#### Exercise aim:
Please reproduce the lines starting with the line that contains "Where can you see the tropical" and going on through the line that contains "point(530, 171)", both included.

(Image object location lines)

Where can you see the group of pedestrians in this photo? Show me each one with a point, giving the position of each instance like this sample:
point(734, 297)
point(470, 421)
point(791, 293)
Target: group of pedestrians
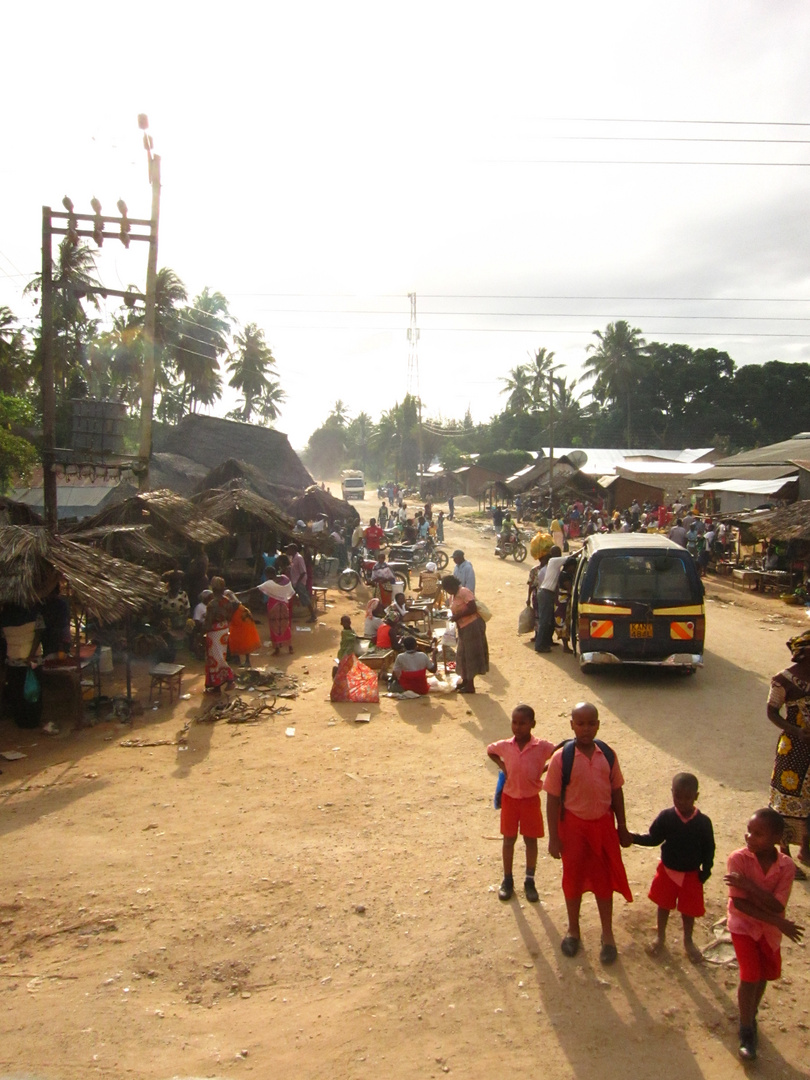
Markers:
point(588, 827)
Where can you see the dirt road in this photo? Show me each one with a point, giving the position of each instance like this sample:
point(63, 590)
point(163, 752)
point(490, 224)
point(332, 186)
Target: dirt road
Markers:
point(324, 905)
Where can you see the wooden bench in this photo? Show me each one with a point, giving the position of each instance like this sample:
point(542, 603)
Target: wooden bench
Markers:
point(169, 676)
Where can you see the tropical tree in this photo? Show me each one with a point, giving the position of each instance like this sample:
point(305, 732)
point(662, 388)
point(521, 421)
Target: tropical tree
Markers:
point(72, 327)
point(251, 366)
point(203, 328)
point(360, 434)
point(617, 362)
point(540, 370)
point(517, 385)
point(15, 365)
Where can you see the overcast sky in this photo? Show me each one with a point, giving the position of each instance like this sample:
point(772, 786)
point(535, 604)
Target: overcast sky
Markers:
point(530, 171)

==

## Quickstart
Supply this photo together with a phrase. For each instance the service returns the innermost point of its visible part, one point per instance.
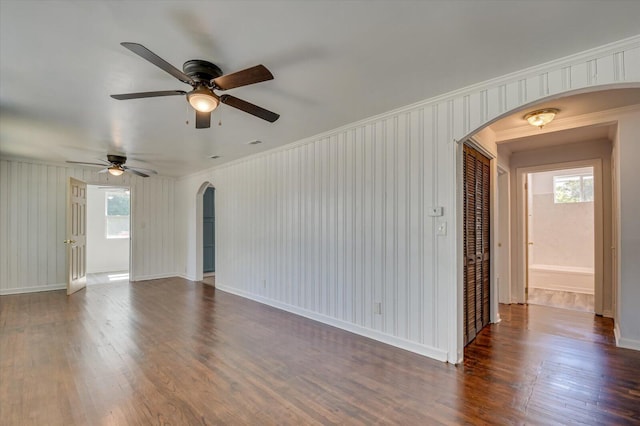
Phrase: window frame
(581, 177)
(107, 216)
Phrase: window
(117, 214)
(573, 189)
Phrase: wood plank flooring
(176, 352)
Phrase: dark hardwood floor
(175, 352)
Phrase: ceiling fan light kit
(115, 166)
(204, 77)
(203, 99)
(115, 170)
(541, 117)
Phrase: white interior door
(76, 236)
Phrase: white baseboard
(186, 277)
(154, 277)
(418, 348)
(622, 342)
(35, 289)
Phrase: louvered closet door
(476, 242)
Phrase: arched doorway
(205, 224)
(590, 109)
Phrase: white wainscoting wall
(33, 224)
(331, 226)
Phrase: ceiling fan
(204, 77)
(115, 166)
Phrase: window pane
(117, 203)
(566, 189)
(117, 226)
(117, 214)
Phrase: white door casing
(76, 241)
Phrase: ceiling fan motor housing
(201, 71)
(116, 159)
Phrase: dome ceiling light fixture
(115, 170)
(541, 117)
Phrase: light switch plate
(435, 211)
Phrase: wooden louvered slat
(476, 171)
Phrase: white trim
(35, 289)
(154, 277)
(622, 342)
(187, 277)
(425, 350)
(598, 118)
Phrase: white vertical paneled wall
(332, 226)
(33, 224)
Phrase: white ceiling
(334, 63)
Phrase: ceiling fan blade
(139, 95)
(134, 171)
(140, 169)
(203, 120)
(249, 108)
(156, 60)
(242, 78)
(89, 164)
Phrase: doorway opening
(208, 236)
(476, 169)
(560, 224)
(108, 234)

#### Solution to this problem:
Where can you see the tropical tree in this photo? Show me each one with a point, giving the position of each instance like this sample:
point(305, 732)
point(662, 388)
point(521, 421)
Target: tropical tree
Markers:
point(72, 327)
point(251, 366)
point(203, 328)
point(360, 434)
point(617, 362)
point(540, 370)
point(517, 385)
point(15, 365)
Where can you see the overcast sky in this photo? Show me each one with a point, giving the position of each instance like this sample:
point(772, 786)
point(535, 604)
Target: overcast sky
Markers:
point(530, 171)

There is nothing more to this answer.